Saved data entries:
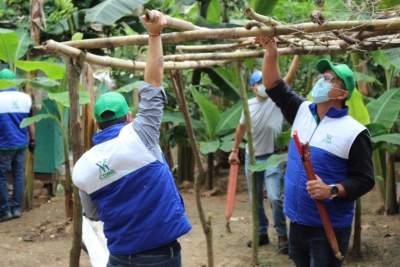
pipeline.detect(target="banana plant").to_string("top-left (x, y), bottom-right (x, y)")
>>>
top-left (366, 88), bottom-right (400, 215)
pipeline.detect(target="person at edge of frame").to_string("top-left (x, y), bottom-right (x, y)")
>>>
top-left (254, 35), bottom-right (374, 267)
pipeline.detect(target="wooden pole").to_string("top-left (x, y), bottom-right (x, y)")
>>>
top-left (235, 61), bottom-right (259, 265)
top-left (66, 53), bottom-right (86, 267)
top-left (33, 18), bottom-right (400, 50)
top-left (169, 70), bottom-right (214, 267)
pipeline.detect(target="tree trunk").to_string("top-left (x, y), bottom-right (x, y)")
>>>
top-left (351, 197), bottom-right (362, 257)
top-left (206, 153), bottom-right (214, 190)
top-left (235, 61), bottom-right (259, 265)
top-left (63, 132), bottom-right (73, 219)
top-left (82, 63), bottom-right (94, 152)
top-left (66, 53), bottom-right (86, 267)
top-left (22, 0), bottom-right (43, 212)
top-left (170, 70), bottom-right (214, 267)
top-left (177, 144), bottom-right (194, 183)
top-left (160, 123), bottom-right (174, 170)
top-left (350, 53), bottom-right (370, 96)
top-left (385, 152), bottom-right (399, 215)
top-left (373, 150), bottom-right (386, 205)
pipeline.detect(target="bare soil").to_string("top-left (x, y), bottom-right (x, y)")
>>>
top-left (1, 164), bottom-right (400, 267)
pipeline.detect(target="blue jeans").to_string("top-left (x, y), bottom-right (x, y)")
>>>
top-left (107, 241), bottom-right (182, 267)
top-left (245, 153), bottom-right (286, 236)
top-left (289, 222), bottom-right (352, 267)
top-left (0, 148), bottom-right (26, 215)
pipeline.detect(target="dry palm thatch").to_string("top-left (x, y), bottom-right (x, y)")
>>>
top-left (34, 6), bottom-right (400, 70)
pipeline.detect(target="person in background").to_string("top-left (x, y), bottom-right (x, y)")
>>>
top-left (257, 35), bottom-right (374, 267)
top-left (72, 11), bottom-right (191, 267)
top-left (0, 68), bottom-right (35, 222)
top-left (228, 56), bottom-right (299, 252)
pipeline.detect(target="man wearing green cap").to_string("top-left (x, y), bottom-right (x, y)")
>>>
top-left (255, 36), bottom-right (374, 266)
top-left (72, 11), bottom-right (191, 267)
top-left (0, 68), bottom-right (36, 222)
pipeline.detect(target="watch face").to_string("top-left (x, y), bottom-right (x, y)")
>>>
top-left (331, 186), bottom-right (339, 195)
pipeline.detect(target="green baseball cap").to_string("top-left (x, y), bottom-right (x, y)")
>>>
top-left (0, 68), bottom-right (16, 80)
top-left (94, 92), bottom-right (130, 123)
top-left (316, 58), bottom-right (355, 100)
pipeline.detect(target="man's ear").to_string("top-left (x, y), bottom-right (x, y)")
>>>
top-left (338, 90), bottom-right (348, 100)
top-left (126, 111), bottom-right (133, 123)
top-left (94, 120), bottom-right (102, 130)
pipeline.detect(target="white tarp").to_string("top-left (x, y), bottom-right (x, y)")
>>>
top-left (82, 216), bottom-right (109, 267)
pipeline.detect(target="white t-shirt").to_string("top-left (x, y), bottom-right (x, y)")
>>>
top-left (239, 97), bottom-right (283, 156)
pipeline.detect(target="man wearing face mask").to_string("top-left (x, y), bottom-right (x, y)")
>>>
top-left (256, 36), bottom-right (374, 267)
top-left (228, 56), bottom-right (299, 252)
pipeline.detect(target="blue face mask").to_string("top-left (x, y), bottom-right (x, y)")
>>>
top-left (311, 78), bottom-right (333, 103)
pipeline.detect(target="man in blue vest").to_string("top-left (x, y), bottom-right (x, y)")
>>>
top-left (0, 69), bottom-right (36, 222)
top-left (73, 11), bottom-right (191, 267)
top-left (256, 36), bottom-right (375, 267)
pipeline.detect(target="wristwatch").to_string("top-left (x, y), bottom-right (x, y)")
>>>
top-left (329, 184), bottom-right (339, 199)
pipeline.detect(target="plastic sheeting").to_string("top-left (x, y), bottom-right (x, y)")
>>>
top-left (82, 216), bottom-right (109, 267)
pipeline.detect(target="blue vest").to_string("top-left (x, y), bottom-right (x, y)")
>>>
top-left (73, 124), bottom-right (191, 254)
top-left (284, 101), bottom-right (366, 228)
top-left (0, 88), bottom-right (32, 149)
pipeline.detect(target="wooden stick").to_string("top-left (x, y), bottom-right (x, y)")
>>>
top-left (34, 18), bottom-right (400, 50)
top-left (145, 9), bottom-right (205, 31)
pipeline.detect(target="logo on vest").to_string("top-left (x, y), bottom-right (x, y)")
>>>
top-left (11, 101), bottom-right (19, 110)
top-left (322, 134), bottom-right (333, 144)
top-left (96, 159), bottom-right (116, 180)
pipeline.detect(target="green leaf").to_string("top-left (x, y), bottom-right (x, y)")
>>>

Task instructions:
Exactly as they appear above, write out all the entries, without pictures.

Result of the task:
pipeline.detect(target="banana plant").to_string("top-left (x, y), bottom-right (x, y)")
>>>
top-left (366, 88), bottom-right (400, 215)
pipeline.detect(target="person at edge of frame").to_string("top-left (x, y), bottom-right (x, y)")
>>>
top-left (254, 35), bottom-right (374, 267)
pipeline.detect(target="wooden pole").to_string("top-left (x, y), bottom-right (x, y)")
>>>
top-left (235, 61), bottom-right (259, 265)
top-left (66, 53), bottom-right (86, 267)
top-left (33, 18), bottom-right (400, 50)
top-left (169, 70), bottom-right (214, 267)
pipeline.detect(target="tree trunk").to_string("top-left (x, y), bottom-right (x, y)")
>>>
top-left (351, 197), bottom-right (362, 257)
top-left (206, 153), bottom-right (214, 190)
top-left (235, 61), bottom-right (259, 265)
top-left (63, 132), bottom-right (73, 219)
top-left (82, 63), bottom-right (94, 152)
top-left (66, 53), bottom-right (86, 267)
top-left (22, 0), bottom-right (43, 212)
top-left (170, 70), bottom-right (214, 267)
top-left (177, 144), bottom-right (194, 183)
top-left (160, 123), bottom-right (174, 170)
top-left (350, 53), bottom-right (370, 96)
top-left (385, 152), bottom-right (399, 215)
top-left (373, 150), bottom-right (386, 205)
pipeline.detect(target="bare soil").to_string("top-left (x, y), bottom-right (x, y)")
>>>
top-left (1, 164), bottom-right (400, 267)
pipeline.detect(target="blue jeans").to_string("top-left (x, y), bottom-right (x, y)")
>>>
top-left (107, 241), bottom-right (182, 267)
top-left (245, 153), bottom-right (286, 236)
top-left (289, 222), bottom-right (352, 267)
top-left (0, 148), bottom-right (26, 215)
pipeline.detect(target="dry palm thatch").to_string("top-left (x, y), bottom-right (x, y)")
>>>
top-left (34, 6), bottom-right (400, 70)
pipeline.detect(target="person in background").to_string("top-left (x, y), bottom-right (x, y)")
>>>
top-left (257, 35), bottom-right (374, 267)
top-left (72, 11), bottom-right (191, 267)
top-left (0, 68), bottom-right (35, 222)
top-left (228, 56), bottom-right (299, 252)
pipeline.detect(target="man wearing green cap").to_string("top-left (x, y), bottom-right (x, y)")
>>>
top-left (255, 36), bottom-right (374, 266)
top-left (72, 11), bottom-right (191, 267)
top-left (0, 68), bottom-right (36, 222)
pipeline.detect(target="watch face").to_string("top-left (x, y), bottom-right (x, y)")
>>>
top-left (331, 186), bottom-right (339, 195)
pipeline.detect(target="green baseball cap").to_string("top-left (x, y), bottom-right (x, y)")
>>>
top-left (0, 68), bottom-right (16, 80)
top-left (94, 92), bottom-right (130, 123)
top-left (316, 58), bottom-right (355, 100)
pipeline.detect(target="man's ear").to_string("top-left (x, y), bottom-right (x, y)")
>>>
top-left (338, 90), bottom-right (348, 100)
top-left (126, 111), bottom-right (133, 123)
top-left (94, 120), bottom-right (102, 130)
pipeline.detect(target="white tarp").to_string("top-left (x, y), bottom-right (x, y)")
>>>
top-left (82, 216), bottom-right (109, 267)
pipeline.detect(target="white t-shirt").to_string("top-left (x, y), bottom-right (x, y)")
>>>
top-left (239, 97), bottom-right (283, 156)
pipeline.detect(target="man wearing face mask").to_string("top-left (x, y), bottom-right (x, y)")
>>>
top-left (256, 36), bottom-right (374, 267)
top-left (228, 56), bottom-right (299, 252)
pipeline.detect(target="blue face mask").to_string("top-left (x, y), bottom-right (x, y)")
>>>
top-left (311, 78), bottom-right (333, 103)
pipeline.detect(target="man in blue vest").to_string("top-left (x, y), bottom-right (x, y)")
>>>
top-left (0, 69), bottom-right (36, 222)
top-left (73, 11), bottom-right (191, 267)
top-left (256, 36), bottom-right (375, 267)
pipeline.detect(target="wristwatch").to_string("top-left (x, y), bottom-right (x, y)")
>>>
top-left (329, 184), bottom-right (339, 199)
pipeline.detect(target="plastic sheeting").to_string("top-left (x, y), bottom-right (x, y)")
>>>
top-left (82, 216), bottom-right (109, 267)
pipeline.detect(target="blue vest").to_string("top-left (x, y), bottom-right (x, y)")
>>>
top-left (73, 124), bottom-right (191, 254)
top-left (284, 101), bottom-right (366, 228)
top-left (0, 88), bottom-right (32, 149)
pipeline.detect(target="wooden stick").to_string("top-left (x, y), bottom-right (x, y)")
>>>
top-left (34, 18), bottom-right (400, 50)
top-left (145, 9), bottom-right (205, 31)
pipeline.detect(target="logo on vest").to_string("top-left (x, y), bottom-right (x, y)")
>>>
top-left (11, 101), bottom-right (19, 110)
top-left (322, 134), bottom-right (333, 144)
top-left (96, 159), bottom-right (116, 180)
pipeline.detect(target="green leaf").to_string("top-left (x, y), bottom-right (x, y)")
>>>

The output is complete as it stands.